__WORK REQUIRED__:
Render every entry exactly as it appears.
═══ AVAILABLE DATA ═══
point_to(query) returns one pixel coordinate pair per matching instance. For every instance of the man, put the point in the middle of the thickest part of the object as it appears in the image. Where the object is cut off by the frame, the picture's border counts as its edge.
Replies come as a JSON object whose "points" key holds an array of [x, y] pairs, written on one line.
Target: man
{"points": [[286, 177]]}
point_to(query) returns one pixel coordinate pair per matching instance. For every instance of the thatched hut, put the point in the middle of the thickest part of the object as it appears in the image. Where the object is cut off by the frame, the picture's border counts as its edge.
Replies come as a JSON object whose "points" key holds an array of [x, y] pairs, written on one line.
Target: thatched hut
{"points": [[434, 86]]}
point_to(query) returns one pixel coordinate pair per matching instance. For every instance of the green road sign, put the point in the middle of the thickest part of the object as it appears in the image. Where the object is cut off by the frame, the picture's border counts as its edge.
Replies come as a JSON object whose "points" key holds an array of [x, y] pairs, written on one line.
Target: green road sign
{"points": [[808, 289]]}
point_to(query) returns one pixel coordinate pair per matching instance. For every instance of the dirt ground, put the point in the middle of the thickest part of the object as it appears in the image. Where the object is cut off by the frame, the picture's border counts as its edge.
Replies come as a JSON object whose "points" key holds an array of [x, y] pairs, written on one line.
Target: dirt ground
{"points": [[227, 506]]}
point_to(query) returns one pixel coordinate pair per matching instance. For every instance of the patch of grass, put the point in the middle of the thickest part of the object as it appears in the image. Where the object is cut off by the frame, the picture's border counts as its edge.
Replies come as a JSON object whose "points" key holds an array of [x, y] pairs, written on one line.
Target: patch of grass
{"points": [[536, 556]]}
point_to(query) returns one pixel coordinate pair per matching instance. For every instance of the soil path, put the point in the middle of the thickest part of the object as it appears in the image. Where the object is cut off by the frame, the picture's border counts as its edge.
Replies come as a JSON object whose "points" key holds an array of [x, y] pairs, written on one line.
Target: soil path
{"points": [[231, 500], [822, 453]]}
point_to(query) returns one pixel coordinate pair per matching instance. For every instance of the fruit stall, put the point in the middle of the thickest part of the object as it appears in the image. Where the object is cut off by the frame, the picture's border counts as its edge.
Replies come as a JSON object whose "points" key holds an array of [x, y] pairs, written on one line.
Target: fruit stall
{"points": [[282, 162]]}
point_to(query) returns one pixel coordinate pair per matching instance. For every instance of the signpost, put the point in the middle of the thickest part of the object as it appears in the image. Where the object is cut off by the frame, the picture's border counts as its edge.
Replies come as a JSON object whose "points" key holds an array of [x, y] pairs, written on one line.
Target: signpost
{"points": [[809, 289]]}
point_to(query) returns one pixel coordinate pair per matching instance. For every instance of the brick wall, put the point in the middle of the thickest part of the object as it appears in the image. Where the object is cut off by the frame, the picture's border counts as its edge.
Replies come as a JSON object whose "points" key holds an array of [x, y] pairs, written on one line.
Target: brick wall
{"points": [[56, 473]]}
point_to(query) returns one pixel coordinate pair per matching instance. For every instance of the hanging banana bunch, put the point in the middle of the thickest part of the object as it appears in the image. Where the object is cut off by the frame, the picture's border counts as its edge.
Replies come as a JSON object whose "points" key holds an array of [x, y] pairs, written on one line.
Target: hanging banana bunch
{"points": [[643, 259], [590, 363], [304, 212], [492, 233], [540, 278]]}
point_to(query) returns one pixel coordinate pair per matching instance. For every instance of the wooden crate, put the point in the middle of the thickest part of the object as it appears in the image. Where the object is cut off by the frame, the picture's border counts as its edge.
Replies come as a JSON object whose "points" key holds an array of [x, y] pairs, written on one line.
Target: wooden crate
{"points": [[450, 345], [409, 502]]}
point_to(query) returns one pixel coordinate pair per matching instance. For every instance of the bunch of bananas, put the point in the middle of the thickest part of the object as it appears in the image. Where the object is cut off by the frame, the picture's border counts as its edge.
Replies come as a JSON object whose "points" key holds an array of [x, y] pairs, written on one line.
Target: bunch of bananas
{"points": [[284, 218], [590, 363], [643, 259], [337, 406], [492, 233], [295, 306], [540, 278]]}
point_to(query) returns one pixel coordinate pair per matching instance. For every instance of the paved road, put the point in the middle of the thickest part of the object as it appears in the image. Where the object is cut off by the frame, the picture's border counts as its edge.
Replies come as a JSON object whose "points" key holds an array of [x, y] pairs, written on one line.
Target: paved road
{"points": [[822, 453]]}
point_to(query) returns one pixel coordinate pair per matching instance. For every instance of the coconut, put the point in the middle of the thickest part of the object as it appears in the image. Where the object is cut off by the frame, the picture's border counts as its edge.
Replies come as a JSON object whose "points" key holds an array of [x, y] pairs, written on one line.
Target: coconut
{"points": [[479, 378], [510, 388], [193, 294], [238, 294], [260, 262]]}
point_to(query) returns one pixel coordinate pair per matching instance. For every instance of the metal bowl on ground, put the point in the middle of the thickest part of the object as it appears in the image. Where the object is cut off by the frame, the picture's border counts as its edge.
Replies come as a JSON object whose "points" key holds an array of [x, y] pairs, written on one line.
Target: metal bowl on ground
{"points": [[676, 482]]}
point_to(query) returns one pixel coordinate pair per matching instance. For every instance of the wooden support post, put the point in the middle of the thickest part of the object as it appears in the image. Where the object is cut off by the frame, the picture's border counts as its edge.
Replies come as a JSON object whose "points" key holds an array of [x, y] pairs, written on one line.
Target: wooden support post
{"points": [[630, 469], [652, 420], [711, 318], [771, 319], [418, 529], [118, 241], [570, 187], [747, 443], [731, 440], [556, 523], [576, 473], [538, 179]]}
═══
__OUTPUT__:
point_to(query) returns one pixel coordinate pair per matching instance. For every instance of the man, put the point in the middle of the thickest part of the object as it appears in the image. Where the object is cut off by the frame, the picture's border counts as its edge.
Replies come as a JSON object whose "points" key holds an array of [x, y] pairs, written on one line.
Target: man
{"points": [[286, 177]]}
point_to(query) returns one pixel coordinate pair per matching instance. For every instance of the thatched hut, put the point in the middle of the thickest part of the object as it appears in the image. Where the object is cut off by the frame, the picture's border counts as its edge.
Replies come as a JSON object whose "points" key holds an array of [x, y] pairs, written on one line.
Target: thatched hut
{"points": [[434, 86]]}
point_to(query) returns one pixel coordinate pair per matching instance. For every instance of the green road sign, put the point in the middle of the thickest part of the object as it appears in the image. Where the object is cut off by the frame, the picture's border counts as its edge.
Replies come as a JSON object whose "points" key holds an array of [x, y] pairs, written on one line.
Target: green road sign
{"points": [[808, 289]]}
point_to(query) returns one pixel coordinate pair per matching instance. For every instance of the dirt ground, put the point in the middle of the thickest part of the object as it appears in the image. Where the object is cut off by the frame, the picture's border counts as its edge.
Replies come as a JSON object whose "points" key holds an array of [x, y] pairs, written on one line.
Target: dirt ground
{"points": [[227, 506]]}
point_to(query) returns one pixel coordinate pair per matching instance. For every instance of the patch of grass, put the point in the middle of the thickest part of the object as it appears in the image. Where the object is cut off by the frame, the picture's border counts as its edge.
Replies come as a JSON object whose "points" key holds an array of [x, y] pairs, written on one line.
Target: patch of grass
{"points": [[536, 556]]}
point_to(query) returns one pixel coordinate pair per matching instance. For every instance of the soil path, put the point in the middle of the thickest part of the object as it appears in the image. Where the object is cut off by the frame, the picture's border counts as its edge.
Replies come as a JSON object whose "points" key holds an array of [x, y] pairs, written on one line.
Target: soil path
{"points": [[231, 500], [822, 453]]}
point_to(query) returns one pixel coordinate pair per matching instance. For every instance of the fruit stall, put the point in the middle of the thickest part of the object as it appears in the image. Where the object is cut off by the frame, the picture's border counts as its edge.
Replies come as a JSON object whose "points" key holds an array of [x, y] pairs, written on one line.
Target: fruit stall
{"points": [[282, 162]]}
point_to(query) returns one pixel coordinate pair per matching instance. For every instance of the signpost, put the point in the middle of the thickest part of the object as it appears in the image. Where the object is cut off by the frame, the picture's border counts as its edge.
Replies come as a JSON object whose "points" key holds an array of [x, y] pairs, written on one line.
Target: signpost
{"points": [[809, 289]]}
point_to(query) returns one pixel coordinate pair per matching instance. For every instance of the brick wall, put the point in the middle of the thickest part of the object as it appears in the image. Where the object is cut off by the frame, the picture's border counts as its edge.
Replies come as a JSON object whose "points" key holds an array of [x, y] pairs, written on one line.
Target: brick wall
{"points": [[56, 473]]}
point_to(query) returns one pixel coordinate pair per matching instance. For every instance of the hanging banana bunch, put the point in the middle of the thickest part of the object as it appears in the image. Where the object is cut off by the frame, the picture's border counts as its edge.
Replies come as a JSON object whose "points" key holds an array of [x, y] pairs, written on one line.
Target: hanging banana bunch
{"points": [[643, 259], [590, 363], [304, 212], [492, 233], [540, 278]]}
point_to(query) returns one pixel coordinate pair per matching instance. For every instance of the wooden crate, put the point in the middle of the thickest part of the object as it appears in the image. Where the object is cut off by the frame, the picture's border counts as its edge.
Replies come as a JSON object whose "points" key holds an array of [x, y] pairs, written on one line.
Target: wooden crate
{"points": [[450, 345], [409, 502]]}
point_to(query) returns one pixel coordinate pair per matching instance. For every instance of the bunch of bananas, put the point in the middle of the thickest part of the object as it appears in the image. Where the object is cut off by the frame, the picture's border counts as its edge.
Replies come as a JSON object whose "points" key holds an array of [x, y] pairs, written on one line.
Target: bunch of bananas
{"points": [[284, 218], [590, 363], [643, 259], [337, 406], [492, 233], [295, 306], [540, 278]]}
point_to(query) returns one pixel coordinate pair per matching instance. For every instance of the paved road, put the point in the middle of the thickest part of the object as it appears in the image. Where the object is cut off by the frame, the picture's border counts as its edge.
Replies come as a JSON object whose "points" key holds an array of [x, y] pairs, written on one line.
Target: paved road
{"points": [[822, 453]]}
point_to(query) returns one pixel coordinate pair per matching instance. For every instance of the coconut, put the point in the middle of the thickest part of the object as it appears in the image. Where the object is cut off by the frame, the picture's border counts as its edge.
Replies come as a JSON object whose "points" key holds an array of [x, y] pairs, written on one line.
Target: coconut
{"points": [[479, 378], [510, 388], [193, 294], [238, 294], [260, 262]]}
point_to(query) returns one pixel coordinate pair per matching instance. For every instance of the metal bowl on ground, put the point in the middle of the thickest part of the object as it appears in the image. Where the object is cut off by the frame, the picture's border counts as its edge.
Replies come as a JSON object whose "points" key holds an array of [x, y] pairs, written on one line.
Target: metal bowl on ground
{"points": [[676, 482]]}
point_to(query) returns one pixel coordinate pair per matching instance. For every instance of the wooden support post, put the point in the middle of the thickest part of the object as it appears in the image. Where the object is cut off by the frame, the picture's border counts as its edge.
Replies come as a JSON object whose "points" key holds an array of [x, y] pairs, written on one line.
Target: wooden support post
{"points": [[630, 469], [652, 420], [711, 318], [771, 319], [418, 529], [118, 241], [570, 187], [747, 443], [731, 440], [556, 523], [576, 473], [538, 179]]}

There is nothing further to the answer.